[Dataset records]
↓

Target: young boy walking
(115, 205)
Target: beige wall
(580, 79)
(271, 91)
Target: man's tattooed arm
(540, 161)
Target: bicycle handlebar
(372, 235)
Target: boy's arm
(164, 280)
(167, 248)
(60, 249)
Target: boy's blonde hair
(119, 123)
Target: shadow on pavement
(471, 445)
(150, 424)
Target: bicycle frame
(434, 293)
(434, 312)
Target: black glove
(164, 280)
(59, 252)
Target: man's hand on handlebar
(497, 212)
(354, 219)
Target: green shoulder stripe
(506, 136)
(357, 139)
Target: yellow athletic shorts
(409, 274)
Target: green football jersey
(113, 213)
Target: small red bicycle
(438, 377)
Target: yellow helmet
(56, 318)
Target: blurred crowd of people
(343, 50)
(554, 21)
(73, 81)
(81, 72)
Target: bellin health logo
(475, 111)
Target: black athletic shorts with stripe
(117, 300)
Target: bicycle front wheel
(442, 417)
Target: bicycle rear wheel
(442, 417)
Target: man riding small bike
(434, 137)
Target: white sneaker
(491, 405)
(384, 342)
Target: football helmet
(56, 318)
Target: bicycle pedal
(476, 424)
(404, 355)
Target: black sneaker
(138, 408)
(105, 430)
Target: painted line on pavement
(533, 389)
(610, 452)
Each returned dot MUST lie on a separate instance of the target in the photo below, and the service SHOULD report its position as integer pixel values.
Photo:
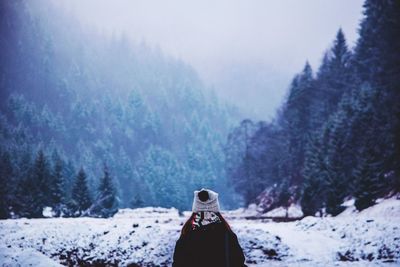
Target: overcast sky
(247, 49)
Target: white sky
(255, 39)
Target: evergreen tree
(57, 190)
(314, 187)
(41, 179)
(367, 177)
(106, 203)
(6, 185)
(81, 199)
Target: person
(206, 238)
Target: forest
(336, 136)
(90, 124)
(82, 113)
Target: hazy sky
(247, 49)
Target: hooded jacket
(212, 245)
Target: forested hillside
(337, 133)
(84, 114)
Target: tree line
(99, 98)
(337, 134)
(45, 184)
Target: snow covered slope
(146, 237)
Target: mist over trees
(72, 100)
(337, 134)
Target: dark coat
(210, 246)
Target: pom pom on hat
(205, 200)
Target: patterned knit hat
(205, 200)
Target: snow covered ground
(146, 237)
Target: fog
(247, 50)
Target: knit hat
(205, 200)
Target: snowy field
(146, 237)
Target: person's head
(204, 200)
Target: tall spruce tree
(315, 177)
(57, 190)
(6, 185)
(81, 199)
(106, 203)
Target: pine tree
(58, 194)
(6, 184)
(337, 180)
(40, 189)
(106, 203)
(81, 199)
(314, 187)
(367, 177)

↑
↓

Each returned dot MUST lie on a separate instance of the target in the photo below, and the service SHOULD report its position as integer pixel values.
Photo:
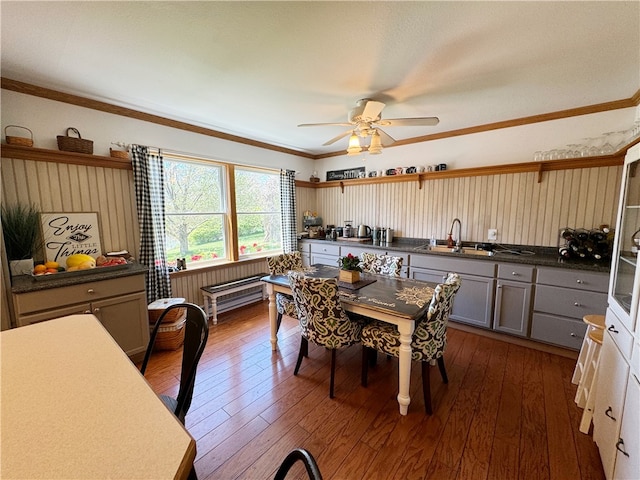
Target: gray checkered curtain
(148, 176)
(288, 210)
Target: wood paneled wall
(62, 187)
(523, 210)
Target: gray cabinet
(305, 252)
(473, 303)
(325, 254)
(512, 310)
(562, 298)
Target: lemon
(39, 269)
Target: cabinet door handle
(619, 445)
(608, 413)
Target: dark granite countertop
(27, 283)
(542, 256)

↑
↓

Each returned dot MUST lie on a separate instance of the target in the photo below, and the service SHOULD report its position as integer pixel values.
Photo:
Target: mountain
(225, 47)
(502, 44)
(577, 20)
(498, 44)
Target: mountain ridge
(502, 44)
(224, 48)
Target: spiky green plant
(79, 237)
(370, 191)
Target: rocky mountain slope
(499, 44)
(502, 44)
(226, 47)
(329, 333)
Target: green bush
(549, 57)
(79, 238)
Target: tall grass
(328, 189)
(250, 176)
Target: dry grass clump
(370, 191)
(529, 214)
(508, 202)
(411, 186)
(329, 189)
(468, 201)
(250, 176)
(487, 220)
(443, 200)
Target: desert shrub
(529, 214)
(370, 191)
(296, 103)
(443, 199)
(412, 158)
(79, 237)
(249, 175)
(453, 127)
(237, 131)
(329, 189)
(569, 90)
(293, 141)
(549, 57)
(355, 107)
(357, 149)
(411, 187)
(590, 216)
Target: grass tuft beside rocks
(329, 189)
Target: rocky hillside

↑

**Exercise prompt:**
From the line that has "Target: green bush" through the line that has "Target: rocky hillside", copy every line exactly as it appears above, and leave out all others.

**Result:**
Target: green bush
(549, 57)
(79, 238)
Target: tall grass
(328, 189)
(250, 176)
Target: dry grass clump
(370, 191)
(529, 214)
(508, 202)
(411, 186)
(329, 189)
(468, 201)
(250, 176)
(487, 220)
(443, 200)
Target: desert shrub
(529, 214)
(370, 191)
(296, 103)
(443, 199)
(412, 158)
(79, 237)
(249, 175)
(453, 127)
(237, 131)
(329, 189)
(569, 90)
(293, 141)
(549, 57)
(355, 107)
(357, 149)
(411, 187)
(590, 216)
Target: grass tuft beside rocks
(329, 189)
Target: rocky hillside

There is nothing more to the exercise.